## Text passage
Libby sentence met guidelines

The Baltimore Sun

WASHINGTON -- In commuting the jail sentence of I. Lewis "Scooter" Libby Jr., President Bush said the former vice presidential aide had suffered enough and the 30-month prison term ordered by a federal judge was "excessive."

But records show the Justice Department under the Bush administration frequently has sought sentences as long, or longer, in cases similar to Libby's.

Three-fourths of the 198 defendants sentenced in federal court last year for obstruction of justice - one of four crimes for which Libby was found guilty by a jury last March - got some jail time. According to federal sentencing data, the average sentence the defendants received for that charge alone was 70 months.

Just last week the Supreme Court upheld a 33-month prison sentence for a decorated Army veteran who was convicted of lying to a federal agent about a machine gun he had purchased.

The vet had no criminal record, but Justice Department lawyers argued that his prison term should stand because it fit within the federal sentencing guidelines.

That Bush chose to make an exception for a political ally is galling to many career Justice Department prosecutors and other legal experts. Career prosecutors said yesterday that the decision would make their job harder to persuade judges to deliver appropriate sentences.

The critics include some Republicans who said the decision does not square with an administration that has been ardently pro-law-and-order. "It denigrates the significance of perjury prosecutions," John S. Martin, Jr., a former U.S. attorney and federal judge in New York, said of the commutation.

(Image point grounding data)
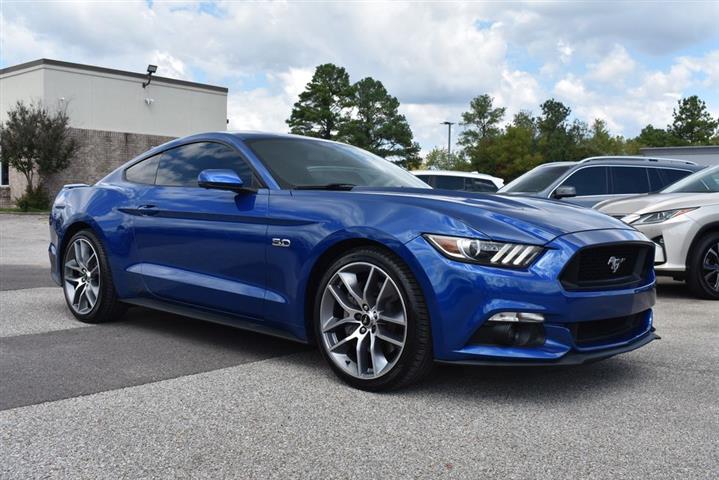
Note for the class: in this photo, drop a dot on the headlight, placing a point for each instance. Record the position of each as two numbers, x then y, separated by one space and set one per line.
485 252
655 217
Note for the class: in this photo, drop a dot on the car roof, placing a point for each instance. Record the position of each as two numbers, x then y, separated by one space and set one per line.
632 161
454 173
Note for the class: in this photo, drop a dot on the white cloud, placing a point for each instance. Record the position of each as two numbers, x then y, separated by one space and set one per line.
432 56
614 67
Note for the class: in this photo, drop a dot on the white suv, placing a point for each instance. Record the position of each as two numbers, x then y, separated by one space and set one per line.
683 222
467 181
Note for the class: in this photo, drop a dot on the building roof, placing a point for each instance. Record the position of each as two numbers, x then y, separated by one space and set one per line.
112 71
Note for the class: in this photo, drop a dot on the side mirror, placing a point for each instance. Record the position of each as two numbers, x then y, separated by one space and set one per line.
222 180
565 191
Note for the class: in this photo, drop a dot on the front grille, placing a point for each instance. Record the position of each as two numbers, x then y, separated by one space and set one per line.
608 266
607 330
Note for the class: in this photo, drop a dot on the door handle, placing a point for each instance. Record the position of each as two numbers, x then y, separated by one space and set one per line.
147 210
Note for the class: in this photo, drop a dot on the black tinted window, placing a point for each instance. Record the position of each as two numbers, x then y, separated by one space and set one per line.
179 167
428 179
449 183
630 180
536 179
671 175
143 172
479 185
298 162
656 182
588 181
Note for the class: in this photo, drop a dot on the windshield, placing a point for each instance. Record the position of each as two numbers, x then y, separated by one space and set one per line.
536 180
297 162
703 181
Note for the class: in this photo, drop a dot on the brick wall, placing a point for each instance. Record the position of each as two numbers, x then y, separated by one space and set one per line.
99 153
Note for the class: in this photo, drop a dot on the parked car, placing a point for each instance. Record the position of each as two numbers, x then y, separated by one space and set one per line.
322 242
465 181
594 179
683 222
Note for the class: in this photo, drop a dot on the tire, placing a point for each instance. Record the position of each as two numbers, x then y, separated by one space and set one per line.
359 334
703 267
89 278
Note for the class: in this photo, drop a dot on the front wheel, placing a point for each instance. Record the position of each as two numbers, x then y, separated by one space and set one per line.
703 275
371 321
87 282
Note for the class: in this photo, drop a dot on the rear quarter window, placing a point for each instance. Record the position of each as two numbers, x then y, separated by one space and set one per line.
144 171
627 180
588 181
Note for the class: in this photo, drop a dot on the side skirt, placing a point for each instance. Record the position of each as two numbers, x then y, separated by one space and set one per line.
209 316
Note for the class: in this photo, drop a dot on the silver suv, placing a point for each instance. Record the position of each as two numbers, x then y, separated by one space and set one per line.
600 178
683 222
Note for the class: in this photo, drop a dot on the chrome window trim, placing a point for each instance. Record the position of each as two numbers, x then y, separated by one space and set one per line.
572 172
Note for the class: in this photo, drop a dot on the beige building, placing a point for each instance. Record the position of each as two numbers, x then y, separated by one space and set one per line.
112 115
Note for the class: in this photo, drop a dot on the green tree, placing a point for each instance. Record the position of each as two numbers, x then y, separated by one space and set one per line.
322 108
555 139
36 143
481 127
692 122
377 126
480 121
595 140
440 159
657 137
513 152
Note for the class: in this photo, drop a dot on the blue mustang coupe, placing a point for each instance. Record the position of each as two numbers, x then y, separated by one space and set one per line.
322 242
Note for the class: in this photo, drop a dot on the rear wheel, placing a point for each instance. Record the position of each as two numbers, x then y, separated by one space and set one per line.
87 282
703 275
371 321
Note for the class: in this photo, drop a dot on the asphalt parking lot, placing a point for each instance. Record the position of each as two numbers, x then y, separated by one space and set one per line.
162 396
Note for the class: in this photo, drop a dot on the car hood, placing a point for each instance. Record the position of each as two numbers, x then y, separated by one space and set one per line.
656 203
502 217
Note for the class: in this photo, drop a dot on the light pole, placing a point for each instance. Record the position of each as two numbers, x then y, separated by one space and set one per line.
449 136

## Activities
[1] Answer from the news article on the Libby sentence:
(a) What was the average sentence for obstruction of justice alone among defendants sentenced in federal court last year?
(b) How long was the prison sentence the Supreme Court upheld for the Army veteran?
(c) Who said the commutation "denigrates the significance of perjury prosecutions"?
[2] Continue the news article on the Libby commutation, picking up after its final sentence.

## Outputs in order
[1]
(a) 70 months.
(b) 33 months.
(c) John S. Martin, Jr., a former U.S. attorney and federal judge in New York.

[2]
Bush, speaking to reporters yesterday after visiting with wounded military personnel at Walter Reed Army Medical Center, refused to rule out the possibility that he might grant Libby a full pardon later. Unlike commuting the sentence, that would wipe out the felony conviction and allow Libby to retain his law license.

"As to the future, I rule nothing in or nothing out," Bush said, in his first public comments on the case since announcing his decision late Monday.

Sentencing experts said Bush's action appeared to be without recent historical precedent. They could not recall another case in which someone sentenced to prison had received a presidential commutation without having served any part of that sentence. Presidents have customarily commuted sentences only when someone has served substantial time.

"We can't find any cases, certainly in the last half-century, where the president commuted a sentence before it had even started to be served," Margaret Colgate Love, a former pardon attorney at the Justice Department, said.

Bush said yesterday that in reaching the decision on Libby, "I considered his background, his service to the country, as well as the jury verdict." While vacating the prison sentence, he did not disturb other parts of the sentence, including a $250,000 fine and two years of probation known as supervised release.

"But I felt like the 30-month sentencing was severe, made a judgment, a considered judgment that I believe is the right decision to make in this case, and I stand by it," Bush said.

Whether Libby would have to serve probation was in some doubt yesterday. The sentencing judge in the case, U.S. District Judge Reggie B. Walton, said in court papers that it was unclear whether a defendant who had not done jail time could still be subjected to supervisory release. He asked the lawyers to advise him on the issue.

White House spokesman Tony Snow, speaking with reporters before Bush made his comments, said Bush spent "weeks and weeks consulting with senior members of this White House about the proper way to proceed."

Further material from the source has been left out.